-- Source extract --

- - - -

Being in pain sucks. It’s a miserable experience. When you see a Practitioner and the hurt goes ‘poof’, naturally, you view the Practitioner as some kind of pain killing guru. Here’s the deal though…

While the Practitioner may be incredibly skilled, educated, and experienced, they did not take away the pain.

It was simply the right concoction, presented at the right time, and applied in just the right way that allowed your Systems to reorganize and create an opportunity for change. The Therapist gave a solid assist, but you did all the healing. Unfortunately, the credit for healing is often misplaced and can create a bit of a challenge in future sessions when the pain does not abrakavanish.

WTFAQ: But it still hurts.

Therapist Answer: Well, yeah, that’s a thing. More often than not, attaining pain relief is a process that requires a lot of time and commitment on your part. A Therapist’s role is to provide education and insight to guide your Systems into a decreased state of alarm. We aim to decrease sensitivity while increasing functionality.

- - - -

-- Instructions --
1. Render this sentence from the text on pain relief in Spanish: "The Therapist gave a solid assist, but you did all the healing."
2. Write the next few sentences of the text on pain relief, picking up after "We aim to decrease sensitivity while increasing functionality."
The items come from a separate source, unrelated to the text on pain relief.

- - - -

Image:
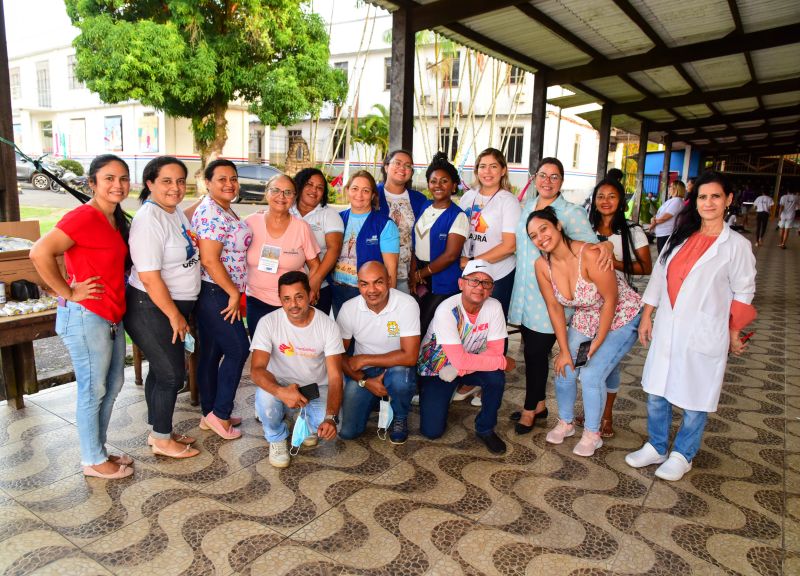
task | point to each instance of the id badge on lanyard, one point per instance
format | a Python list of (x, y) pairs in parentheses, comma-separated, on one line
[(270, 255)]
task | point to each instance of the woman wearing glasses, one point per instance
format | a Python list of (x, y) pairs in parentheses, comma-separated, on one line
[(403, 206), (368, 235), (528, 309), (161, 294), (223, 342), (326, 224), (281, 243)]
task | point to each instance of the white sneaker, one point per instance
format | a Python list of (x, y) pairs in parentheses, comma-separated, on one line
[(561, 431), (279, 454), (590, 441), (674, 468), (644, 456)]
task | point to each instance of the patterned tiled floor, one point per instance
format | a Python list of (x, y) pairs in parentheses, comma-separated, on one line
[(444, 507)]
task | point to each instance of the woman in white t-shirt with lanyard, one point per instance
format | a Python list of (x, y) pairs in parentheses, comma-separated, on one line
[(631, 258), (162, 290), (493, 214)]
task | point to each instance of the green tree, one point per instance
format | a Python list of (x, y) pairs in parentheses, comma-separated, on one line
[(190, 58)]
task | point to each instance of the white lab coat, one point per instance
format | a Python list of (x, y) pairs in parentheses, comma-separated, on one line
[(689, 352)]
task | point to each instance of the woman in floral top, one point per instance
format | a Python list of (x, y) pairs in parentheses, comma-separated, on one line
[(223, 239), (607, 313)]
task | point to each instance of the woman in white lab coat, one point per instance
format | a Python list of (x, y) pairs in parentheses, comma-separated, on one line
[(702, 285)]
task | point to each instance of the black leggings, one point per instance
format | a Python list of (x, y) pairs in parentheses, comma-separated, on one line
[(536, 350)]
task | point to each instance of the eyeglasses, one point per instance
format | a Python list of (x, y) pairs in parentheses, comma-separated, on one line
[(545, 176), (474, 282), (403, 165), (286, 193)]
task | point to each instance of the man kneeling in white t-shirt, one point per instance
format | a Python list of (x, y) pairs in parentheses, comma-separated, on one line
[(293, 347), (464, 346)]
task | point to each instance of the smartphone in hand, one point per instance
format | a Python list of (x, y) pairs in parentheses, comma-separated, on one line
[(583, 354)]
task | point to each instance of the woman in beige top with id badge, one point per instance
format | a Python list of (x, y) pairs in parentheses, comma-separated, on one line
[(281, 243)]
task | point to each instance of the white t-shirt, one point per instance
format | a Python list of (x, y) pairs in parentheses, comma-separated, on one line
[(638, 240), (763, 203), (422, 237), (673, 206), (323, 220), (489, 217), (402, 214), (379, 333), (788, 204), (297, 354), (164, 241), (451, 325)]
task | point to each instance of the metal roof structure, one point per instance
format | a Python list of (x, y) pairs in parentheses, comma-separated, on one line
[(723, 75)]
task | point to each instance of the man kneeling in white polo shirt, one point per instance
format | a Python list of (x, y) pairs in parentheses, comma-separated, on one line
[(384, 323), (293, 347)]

- - - -

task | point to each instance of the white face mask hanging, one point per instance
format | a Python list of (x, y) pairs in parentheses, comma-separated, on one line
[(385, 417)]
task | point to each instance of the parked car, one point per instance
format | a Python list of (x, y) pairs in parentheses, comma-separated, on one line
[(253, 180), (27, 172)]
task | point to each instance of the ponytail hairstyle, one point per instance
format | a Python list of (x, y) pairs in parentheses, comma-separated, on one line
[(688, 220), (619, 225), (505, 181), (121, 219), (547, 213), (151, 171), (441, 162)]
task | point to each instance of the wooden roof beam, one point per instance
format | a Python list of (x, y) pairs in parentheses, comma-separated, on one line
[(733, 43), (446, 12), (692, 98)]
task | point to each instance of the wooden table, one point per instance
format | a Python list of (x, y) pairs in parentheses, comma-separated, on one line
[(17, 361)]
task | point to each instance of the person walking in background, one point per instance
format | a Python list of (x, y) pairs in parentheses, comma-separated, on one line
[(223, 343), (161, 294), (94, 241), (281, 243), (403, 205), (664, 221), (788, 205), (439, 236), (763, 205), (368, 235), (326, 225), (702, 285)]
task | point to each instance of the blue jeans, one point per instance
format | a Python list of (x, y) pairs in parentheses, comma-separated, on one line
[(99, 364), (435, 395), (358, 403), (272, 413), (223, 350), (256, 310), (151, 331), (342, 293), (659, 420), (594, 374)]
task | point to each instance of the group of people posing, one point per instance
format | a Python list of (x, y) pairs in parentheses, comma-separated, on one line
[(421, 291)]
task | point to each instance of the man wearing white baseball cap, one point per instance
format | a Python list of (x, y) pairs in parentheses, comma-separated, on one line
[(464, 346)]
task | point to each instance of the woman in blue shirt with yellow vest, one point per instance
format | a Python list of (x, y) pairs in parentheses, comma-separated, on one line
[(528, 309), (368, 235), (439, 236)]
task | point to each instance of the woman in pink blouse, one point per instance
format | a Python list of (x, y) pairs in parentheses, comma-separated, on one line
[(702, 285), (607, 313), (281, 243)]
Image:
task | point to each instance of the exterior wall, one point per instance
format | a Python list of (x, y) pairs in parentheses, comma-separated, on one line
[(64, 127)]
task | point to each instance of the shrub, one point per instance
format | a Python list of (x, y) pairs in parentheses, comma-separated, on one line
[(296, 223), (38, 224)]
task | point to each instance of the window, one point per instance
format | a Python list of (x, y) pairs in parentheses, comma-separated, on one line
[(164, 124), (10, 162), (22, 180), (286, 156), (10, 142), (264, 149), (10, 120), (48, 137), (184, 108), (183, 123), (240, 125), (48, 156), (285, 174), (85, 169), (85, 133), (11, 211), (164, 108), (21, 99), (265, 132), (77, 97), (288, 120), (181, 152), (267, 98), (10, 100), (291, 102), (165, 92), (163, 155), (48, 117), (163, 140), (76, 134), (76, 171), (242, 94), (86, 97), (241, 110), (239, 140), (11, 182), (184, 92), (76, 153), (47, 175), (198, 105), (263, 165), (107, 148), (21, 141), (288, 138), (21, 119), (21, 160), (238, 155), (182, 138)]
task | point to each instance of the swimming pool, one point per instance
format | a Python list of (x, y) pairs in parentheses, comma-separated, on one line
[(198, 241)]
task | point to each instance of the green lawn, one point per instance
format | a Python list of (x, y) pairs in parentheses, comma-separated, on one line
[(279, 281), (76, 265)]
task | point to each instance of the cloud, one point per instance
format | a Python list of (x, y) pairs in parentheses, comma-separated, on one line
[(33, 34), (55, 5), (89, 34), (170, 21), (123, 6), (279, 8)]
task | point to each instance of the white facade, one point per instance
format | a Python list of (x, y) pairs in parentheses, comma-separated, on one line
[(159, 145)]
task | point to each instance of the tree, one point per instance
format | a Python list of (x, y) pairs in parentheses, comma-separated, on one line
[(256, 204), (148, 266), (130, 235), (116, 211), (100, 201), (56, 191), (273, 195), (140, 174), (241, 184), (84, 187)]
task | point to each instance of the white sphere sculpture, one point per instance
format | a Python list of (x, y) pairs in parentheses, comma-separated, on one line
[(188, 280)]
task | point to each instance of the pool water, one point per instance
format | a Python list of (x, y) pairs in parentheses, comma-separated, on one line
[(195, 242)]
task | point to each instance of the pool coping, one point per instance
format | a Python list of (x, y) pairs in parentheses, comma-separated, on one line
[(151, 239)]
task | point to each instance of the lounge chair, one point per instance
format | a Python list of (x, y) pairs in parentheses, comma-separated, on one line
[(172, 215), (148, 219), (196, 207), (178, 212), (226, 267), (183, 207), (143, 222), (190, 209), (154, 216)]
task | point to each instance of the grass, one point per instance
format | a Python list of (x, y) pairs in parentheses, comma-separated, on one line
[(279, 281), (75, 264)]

- - - -

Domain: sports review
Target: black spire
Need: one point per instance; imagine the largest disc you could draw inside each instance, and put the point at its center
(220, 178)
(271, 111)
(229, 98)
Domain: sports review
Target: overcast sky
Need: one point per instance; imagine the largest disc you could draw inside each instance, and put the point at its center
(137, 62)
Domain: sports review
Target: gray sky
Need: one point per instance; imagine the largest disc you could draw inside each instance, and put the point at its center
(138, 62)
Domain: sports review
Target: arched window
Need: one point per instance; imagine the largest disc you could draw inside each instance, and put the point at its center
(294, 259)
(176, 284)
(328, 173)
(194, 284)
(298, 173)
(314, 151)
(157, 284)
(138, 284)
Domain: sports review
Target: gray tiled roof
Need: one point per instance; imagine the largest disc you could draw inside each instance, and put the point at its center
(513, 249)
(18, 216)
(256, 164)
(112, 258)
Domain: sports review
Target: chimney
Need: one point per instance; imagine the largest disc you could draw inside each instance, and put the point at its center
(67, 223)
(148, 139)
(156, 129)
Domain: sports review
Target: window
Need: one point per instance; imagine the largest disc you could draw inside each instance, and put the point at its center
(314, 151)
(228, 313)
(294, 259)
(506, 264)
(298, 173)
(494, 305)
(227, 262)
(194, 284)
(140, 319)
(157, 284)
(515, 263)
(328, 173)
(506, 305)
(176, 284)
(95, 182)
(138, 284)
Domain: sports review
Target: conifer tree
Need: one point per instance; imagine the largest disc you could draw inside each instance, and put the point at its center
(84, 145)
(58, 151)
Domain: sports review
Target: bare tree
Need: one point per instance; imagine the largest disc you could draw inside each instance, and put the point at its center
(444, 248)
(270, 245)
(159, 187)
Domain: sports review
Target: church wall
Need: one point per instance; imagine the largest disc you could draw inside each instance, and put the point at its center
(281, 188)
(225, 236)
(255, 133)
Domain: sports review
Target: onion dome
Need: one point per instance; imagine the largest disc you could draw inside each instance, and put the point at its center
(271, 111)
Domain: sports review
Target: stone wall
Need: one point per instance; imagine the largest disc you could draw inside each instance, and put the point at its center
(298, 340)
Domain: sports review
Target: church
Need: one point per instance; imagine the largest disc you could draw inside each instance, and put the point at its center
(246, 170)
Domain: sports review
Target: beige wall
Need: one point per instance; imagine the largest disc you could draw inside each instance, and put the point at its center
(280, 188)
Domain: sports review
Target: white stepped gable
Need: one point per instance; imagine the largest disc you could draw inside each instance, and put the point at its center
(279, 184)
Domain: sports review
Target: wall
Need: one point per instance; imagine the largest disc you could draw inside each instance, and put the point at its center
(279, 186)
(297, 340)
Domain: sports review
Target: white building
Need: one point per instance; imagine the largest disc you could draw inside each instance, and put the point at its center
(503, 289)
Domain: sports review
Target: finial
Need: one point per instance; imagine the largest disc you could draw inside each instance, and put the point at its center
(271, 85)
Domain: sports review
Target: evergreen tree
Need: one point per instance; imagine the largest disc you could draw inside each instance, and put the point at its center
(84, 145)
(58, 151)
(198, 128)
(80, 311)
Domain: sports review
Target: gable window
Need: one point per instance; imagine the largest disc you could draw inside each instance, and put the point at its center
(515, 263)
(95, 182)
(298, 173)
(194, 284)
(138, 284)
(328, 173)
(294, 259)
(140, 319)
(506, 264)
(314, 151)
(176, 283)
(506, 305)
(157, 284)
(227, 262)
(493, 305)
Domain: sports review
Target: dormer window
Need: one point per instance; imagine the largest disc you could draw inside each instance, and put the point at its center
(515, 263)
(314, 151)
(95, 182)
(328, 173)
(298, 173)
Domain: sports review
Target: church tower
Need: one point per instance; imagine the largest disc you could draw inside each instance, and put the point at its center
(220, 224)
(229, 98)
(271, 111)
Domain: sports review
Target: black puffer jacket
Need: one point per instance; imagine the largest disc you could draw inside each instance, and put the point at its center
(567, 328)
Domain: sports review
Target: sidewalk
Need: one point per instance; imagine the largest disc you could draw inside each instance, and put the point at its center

- - - -

-- Task results --
1. El terapeuta brindó una ayuda sólida, pero tú hiciste toda la sanación.

2.
Measures of change such as increased strength and speed, fluidity of movement, and range of motion guide our progress. In some cases we need to provide support to the surrounding structures; muscles, tendons, joints and ligaments in order to take the pressure off or remove the attention from the painful area. Generally, as these measures continue to improve, your pain decreases.

This is article one of my new series WTFAQ for Clients and Practitioners. If you are a Client that would like to ask a question, please comment below and I will add it to the list. If you are a Practitioner that gets asked a question frequently and would like a response in my *ahem* unique way of communicating to the masses, please comment below.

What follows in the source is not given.